• _Stated exercise_:
Report each line of the data below that contains the string "wire", copying each line in full. Treat the match as case-sensitive.

Records from a set of point labels
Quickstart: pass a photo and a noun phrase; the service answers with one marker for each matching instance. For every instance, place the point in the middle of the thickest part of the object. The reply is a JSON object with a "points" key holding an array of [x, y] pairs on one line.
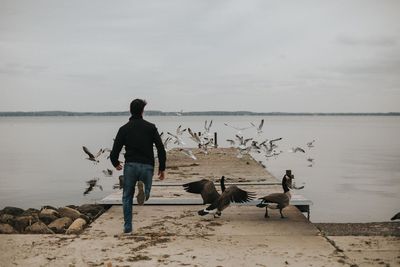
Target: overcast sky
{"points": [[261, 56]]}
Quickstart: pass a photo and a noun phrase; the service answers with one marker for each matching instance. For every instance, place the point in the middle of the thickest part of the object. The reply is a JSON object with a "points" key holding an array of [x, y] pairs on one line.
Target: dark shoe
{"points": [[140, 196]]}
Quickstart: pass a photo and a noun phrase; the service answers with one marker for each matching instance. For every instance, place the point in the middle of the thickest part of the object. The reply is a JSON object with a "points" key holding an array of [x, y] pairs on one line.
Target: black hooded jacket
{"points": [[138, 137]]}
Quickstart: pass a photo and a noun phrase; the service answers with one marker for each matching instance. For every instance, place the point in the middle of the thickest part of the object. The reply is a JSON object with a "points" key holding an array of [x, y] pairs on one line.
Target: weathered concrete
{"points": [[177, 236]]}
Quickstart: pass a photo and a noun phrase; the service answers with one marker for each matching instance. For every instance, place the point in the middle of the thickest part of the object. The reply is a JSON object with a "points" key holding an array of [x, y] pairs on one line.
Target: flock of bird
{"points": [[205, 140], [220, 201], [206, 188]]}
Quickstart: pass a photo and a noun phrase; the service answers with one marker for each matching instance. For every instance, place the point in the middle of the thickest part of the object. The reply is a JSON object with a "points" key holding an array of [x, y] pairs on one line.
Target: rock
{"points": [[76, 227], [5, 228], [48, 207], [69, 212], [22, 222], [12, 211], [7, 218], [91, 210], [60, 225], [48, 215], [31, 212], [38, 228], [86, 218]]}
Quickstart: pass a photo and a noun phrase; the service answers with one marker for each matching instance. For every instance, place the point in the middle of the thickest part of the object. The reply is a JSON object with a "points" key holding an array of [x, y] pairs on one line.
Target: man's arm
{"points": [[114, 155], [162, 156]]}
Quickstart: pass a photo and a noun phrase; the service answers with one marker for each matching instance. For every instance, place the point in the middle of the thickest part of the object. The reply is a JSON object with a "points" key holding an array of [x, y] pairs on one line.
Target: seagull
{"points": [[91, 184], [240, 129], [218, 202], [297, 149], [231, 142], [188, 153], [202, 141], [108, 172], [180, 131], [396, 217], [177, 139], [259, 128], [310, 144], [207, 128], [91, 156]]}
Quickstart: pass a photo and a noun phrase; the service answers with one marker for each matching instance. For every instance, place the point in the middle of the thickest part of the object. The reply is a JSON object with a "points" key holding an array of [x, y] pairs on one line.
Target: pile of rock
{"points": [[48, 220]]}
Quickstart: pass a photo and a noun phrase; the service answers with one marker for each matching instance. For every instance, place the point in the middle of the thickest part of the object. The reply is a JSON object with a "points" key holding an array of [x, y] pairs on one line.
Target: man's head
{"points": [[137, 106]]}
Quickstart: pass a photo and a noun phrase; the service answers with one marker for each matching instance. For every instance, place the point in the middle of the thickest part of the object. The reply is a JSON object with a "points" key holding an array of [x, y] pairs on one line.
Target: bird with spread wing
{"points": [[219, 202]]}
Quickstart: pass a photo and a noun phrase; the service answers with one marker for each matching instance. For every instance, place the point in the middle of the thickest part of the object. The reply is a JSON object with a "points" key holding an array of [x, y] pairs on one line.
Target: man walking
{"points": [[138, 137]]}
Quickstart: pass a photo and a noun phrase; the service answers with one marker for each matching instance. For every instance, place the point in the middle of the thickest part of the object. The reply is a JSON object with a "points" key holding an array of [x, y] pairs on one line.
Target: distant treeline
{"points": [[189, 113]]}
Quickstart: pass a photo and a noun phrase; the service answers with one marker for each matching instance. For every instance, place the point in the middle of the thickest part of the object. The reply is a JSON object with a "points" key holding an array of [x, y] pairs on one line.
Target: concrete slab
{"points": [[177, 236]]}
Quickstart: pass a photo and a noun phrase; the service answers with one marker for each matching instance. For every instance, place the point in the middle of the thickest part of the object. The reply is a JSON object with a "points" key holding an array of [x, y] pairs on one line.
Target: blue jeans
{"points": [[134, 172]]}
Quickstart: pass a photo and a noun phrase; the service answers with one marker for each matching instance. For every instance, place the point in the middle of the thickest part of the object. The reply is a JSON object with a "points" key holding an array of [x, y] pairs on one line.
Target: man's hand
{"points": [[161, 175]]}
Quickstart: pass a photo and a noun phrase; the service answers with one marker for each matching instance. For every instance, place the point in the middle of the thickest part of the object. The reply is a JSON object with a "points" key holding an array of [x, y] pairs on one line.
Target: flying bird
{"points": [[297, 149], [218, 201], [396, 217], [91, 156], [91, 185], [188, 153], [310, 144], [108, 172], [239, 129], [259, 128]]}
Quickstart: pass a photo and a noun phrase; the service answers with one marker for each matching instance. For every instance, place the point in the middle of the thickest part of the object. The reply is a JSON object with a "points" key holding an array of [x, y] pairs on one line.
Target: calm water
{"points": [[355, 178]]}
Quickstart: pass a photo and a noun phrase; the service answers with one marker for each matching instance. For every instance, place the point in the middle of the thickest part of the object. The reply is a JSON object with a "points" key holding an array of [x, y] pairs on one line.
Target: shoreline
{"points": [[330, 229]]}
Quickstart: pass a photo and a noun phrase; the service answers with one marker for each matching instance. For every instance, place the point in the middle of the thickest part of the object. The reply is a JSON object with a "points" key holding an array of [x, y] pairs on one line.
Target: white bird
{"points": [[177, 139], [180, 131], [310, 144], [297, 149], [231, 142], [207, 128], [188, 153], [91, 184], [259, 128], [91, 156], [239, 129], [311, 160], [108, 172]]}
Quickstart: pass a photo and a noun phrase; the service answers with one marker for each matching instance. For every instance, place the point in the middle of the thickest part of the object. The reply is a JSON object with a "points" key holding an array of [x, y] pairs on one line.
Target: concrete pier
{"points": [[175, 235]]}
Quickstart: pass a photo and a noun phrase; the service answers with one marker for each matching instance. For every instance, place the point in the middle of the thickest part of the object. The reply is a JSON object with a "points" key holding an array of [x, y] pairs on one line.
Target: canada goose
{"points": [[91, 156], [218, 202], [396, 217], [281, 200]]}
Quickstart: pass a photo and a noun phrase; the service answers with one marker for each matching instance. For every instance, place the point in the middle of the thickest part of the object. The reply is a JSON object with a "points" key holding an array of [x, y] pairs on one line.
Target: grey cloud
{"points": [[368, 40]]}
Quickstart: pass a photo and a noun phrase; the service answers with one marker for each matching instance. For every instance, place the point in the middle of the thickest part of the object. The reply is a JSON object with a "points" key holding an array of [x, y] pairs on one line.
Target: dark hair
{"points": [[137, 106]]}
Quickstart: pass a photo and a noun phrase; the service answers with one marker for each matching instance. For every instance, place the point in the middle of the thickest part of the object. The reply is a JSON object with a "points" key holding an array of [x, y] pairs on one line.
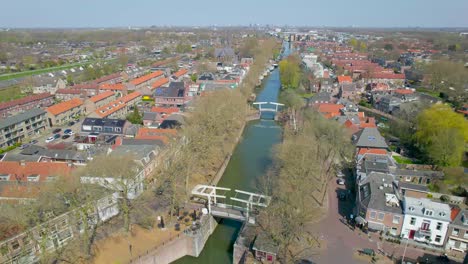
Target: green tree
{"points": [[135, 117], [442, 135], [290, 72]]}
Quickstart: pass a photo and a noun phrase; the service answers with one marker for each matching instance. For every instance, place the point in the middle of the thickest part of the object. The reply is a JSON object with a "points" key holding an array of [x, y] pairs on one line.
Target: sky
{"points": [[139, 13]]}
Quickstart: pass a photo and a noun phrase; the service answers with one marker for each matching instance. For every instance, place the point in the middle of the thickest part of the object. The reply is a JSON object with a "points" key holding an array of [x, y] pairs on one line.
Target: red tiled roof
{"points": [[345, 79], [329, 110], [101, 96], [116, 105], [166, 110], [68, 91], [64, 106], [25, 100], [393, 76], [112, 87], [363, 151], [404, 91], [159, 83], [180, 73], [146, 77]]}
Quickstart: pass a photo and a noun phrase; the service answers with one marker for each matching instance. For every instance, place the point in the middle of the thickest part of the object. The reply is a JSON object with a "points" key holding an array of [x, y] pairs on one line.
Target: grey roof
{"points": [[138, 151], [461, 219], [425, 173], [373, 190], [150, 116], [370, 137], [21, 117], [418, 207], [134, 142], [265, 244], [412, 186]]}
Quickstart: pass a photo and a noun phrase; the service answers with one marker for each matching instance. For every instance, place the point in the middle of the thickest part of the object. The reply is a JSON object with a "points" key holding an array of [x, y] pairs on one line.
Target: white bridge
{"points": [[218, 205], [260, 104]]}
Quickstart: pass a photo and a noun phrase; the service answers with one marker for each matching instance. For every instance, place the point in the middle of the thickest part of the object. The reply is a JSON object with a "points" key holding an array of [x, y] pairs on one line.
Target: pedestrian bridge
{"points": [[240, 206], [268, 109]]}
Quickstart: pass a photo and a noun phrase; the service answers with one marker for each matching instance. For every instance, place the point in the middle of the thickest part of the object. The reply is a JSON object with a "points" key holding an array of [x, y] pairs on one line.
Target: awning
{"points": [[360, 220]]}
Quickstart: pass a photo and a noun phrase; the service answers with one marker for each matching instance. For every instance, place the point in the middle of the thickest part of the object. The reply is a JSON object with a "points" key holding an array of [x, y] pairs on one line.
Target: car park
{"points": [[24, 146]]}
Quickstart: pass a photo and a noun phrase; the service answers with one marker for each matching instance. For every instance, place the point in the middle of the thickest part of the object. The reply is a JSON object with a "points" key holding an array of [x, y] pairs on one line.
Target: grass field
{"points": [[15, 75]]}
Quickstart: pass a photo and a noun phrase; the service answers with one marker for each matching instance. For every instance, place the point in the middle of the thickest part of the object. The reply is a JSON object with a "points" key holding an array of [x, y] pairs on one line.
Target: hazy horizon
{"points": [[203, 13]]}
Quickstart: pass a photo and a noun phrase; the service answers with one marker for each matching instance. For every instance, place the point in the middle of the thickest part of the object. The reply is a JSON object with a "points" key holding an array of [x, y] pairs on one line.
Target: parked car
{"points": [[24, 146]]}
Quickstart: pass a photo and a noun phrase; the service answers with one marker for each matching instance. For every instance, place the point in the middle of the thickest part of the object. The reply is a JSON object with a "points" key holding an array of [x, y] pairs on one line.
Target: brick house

==

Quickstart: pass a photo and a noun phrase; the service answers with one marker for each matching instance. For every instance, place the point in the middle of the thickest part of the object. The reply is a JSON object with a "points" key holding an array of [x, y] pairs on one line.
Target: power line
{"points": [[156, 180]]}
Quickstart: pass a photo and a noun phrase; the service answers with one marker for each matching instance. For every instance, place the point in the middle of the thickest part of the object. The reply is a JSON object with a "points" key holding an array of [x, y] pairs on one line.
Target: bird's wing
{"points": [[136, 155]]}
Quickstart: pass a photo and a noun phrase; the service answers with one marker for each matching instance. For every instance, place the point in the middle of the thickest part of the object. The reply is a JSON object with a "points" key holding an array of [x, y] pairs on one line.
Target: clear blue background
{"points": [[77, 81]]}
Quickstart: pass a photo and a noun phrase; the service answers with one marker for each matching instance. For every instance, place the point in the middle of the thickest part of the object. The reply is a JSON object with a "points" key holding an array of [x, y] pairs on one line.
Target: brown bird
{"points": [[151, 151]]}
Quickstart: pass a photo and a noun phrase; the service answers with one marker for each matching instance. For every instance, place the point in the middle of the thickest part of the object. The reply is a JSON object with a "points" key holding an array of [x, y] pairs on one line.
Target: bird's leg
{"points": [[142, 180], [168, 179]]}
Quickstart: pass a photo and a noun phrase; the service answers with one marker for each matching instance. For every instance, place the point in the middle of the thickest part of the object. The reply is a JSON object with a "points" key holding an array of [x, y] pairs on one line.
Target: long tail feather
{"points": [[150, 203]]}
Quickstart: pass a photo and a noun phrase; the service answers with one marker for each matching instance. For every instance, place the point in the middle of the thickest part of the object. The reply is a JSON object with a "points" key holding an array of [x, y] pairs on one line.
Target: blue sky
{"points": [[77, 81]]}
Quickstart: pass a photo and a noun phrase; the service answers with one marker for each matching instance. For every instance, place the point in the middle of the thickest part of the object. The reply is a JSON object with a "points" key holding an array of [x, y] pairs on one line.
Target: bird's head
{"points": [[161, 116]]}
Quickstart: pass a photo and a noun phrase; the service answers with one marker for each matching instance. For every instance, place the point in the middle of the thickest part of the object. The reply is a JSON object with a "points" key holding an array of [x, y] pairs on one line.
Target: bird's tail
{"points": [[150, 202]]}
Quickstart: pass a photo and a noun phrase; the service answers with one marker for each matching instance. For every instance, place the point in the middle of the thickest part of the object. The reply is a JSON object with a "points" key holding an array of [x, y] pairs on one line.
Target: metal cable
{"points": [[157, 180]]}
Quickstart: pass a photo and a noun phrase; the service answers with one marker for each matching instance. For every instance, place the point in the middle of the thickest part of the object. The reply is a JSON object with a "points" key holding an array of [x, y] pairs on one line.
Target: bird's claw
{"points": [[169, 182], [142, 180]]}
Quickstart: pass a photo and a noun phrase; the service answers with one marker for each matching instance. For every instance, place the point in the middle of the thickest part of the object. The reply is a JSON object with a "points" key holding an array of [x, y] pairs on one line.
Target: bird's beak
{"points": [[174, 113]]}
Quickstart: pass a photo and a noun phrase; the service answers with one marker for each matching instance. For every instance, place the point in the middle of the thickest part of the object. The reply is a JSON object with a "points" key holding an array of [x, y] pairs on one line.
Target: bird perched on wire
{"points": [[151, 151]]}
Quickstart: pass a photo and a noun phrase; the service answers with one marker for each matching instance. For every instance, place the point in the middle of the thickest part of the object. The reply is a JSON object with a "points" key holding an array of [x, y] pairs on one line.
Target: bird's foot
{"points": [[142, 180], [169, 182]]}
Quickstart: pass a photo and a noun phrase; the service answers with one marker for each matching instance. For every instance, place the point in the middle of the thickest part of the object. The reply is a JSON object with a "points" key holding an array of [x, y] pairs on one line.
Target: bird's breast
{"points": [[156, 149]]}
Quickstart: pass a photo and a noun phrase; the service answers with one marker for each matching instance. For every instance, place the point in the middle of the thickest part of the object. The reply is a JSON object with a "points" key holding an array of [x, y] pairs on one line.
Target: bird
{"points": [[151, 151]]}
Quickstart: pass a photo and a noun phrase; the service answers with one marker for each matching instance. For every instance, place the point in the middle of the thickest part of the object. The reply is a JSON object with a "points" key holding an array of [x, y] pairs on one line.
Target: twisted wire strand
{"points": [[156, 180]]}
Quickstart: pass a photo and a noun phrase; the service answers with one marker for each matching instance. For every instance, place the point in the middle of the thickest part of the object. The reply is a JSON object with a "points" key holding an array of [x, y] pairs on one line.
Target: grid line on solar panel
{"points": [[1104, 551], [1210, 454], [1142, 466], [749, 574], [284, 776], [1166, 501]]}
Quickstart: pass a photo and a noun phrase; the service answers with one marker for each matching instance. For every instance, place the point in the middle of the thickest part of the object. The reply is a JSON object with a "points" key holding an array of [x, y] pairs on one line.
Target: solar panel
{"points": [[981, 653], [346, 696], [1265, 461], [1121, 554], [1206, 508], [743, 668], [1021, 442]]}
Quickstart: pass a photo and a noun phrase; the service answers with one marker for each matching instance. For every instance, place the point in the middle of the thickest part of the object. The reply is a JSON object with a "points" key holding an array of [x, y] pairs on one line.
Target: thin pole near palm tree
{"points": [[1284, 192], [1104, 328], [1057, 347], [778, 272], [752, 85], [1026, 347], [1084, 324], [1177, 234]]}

• _Result below_:
Target: bird perched on wire
Target: twisted wire strand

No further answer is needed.